He works a full-time corporate job (as Senior Vice President at Goldman Sachs) five days a week, travels and performs during weekends and manages to be absolutely extraordinary at both. So extraordinary, in fact, that it seems like he straddles his two careers effortlessly. With his distinct nasal twang, the stamp of the Lalgudi bani and his intelligent music, his musical style is truly inimitable. Meet Saketharaman Santhanam, vocalist par excellence and disciple of maestro Lalgudi Shri Jayaraman.
What was the musical atmosphere like at home when you were young?
To be honest, there was not much music at home when we were young, as my sister and I were both into academics. Our interest was kindled only when we started learning from Lalgudi sir.
Your parents lived in Africa for a few years. When did they move back to Chennai, and why? Did you or your sister ever live there?

## Stored data

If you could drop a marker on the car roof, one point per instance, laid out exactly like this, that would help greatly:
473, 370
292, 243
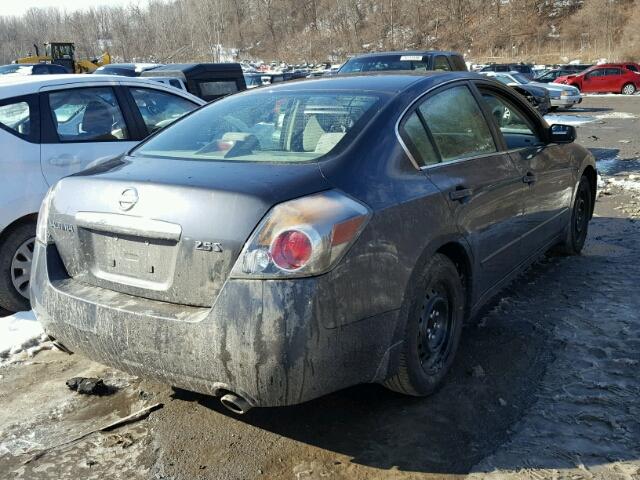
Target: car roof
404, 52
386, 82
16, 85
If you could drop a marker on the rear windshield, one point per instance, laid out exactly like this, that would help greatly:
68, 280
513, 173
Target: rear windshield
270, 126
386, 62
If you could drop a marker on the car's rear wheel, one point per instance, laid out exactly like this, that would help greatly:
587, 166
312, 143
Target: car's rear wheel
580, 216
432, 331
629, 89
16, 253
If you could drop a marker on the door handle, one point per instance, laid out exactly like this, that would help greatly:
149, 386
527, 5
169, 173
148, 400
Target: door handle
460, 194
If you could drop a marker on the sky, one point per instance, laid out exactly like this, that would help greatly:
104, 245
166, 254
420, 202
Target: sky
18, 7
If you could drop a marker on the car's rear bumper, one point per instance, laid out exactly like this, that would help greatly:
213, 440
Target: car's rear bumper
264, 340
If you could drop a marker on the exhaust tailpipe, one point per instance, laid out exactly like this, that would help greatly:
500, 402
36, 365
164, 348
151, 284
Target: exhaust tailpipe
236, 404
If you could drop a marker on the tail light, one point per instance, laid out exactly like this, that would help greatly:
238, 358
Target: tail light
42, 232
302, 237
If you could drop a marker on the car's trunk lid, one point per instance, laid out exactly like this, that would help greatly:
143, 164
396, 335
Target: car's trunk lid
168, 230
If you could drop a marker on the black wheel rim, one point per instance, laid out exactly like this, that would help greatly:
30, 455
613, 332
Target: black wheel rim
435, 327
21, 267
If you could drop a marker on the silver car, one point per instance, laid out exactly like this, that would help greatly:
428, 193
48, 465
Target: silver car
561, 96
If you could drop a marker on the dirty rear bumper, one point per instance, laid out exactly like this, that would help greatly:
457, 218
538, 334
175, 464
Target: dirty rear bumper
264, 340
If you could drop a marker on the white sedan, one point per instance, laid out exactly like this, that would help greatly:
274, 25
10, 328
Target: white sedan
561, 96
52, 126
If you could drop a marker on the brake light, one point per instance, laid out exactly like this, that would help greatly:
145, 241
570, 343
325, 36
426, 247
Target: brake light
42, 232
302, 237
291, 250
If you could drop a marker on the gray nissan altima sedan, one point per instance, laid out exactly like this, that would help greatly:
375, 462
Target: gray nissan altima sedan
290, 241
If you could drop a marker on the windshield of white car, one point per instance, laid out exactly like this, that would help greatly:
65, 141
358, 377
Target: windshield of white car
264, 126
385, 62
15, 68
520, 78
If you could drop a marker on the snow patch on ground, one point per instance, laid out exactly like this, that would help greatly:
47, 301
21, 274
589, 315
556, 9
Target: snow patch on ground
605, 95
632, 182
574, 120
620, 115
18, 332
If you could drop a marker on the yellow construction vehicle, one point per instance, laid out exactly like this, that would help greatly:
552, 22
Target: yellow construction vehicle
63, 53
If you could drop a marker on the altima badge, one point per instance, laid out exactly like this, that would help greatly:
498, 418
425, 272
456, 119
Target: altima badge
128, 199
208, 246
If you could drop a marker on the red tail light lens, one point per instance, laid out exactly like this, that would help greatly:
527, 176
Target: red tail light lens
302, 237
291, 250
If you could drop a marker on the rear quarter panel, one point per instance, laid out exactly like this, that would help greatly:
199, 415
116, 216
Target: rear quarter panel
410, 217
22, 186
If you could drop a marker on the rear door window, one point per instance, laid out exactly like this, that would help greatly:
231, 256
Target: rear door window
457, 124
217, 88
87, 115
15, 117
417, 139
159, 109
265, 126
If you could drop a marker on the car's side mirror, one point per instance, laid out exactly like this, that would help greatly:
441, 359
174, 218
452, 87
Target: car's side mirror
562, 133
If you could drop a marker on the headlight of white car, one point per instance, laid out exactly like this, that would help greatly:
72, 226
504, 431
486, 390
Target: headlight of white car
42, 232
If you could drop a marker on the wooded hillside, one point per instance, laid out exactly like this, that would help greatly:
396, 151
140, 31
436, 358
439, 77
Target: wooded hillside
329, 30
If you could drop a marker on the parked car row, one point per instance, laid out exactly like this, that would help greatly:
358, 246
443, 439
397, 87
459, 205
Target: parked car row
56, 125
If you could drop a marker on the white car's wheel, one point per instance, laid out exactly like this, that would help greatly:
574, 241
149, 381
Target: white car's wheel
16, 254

## Required tasks
A – In the interview with Saketharaman Santhanam, render the sentence "Our interest was kindled only when we started learning from Lalgudi sir." into Spanish.
B – Supply the text that follows the final question in the interview with Saketharaman Santhanam.
The data bear no relation to the interview with Saketharaman Santhanam.

## Answer set
A – Nuestro interés se despertó solo cuando empezamos a aprender con Lalgudi sir.

B –
My parents and sister lived in Tanzania until I was born. My father Santhanam worked for World Bank in Africa for a decade. Apparently, I used to call him ‘uncle’ as he came to India only when I was four years old! He moved to Chennai for good in 1986 as my parents wanted to groom both of us in Indian culture and classical arts.
How did you start learning from Shri Srirangam Krishnamurthy Rao at the age of six?
Initially, I was not very interested in Carnatic music. But my sister Vishakha Hari was learning from Shri Srirangam Krishnamurthy Rao who would come home to take classes. Once, when I was four years old, I sang Reetigowlai alapana impromptu, and he was stunned. I then started formal training at the age of six.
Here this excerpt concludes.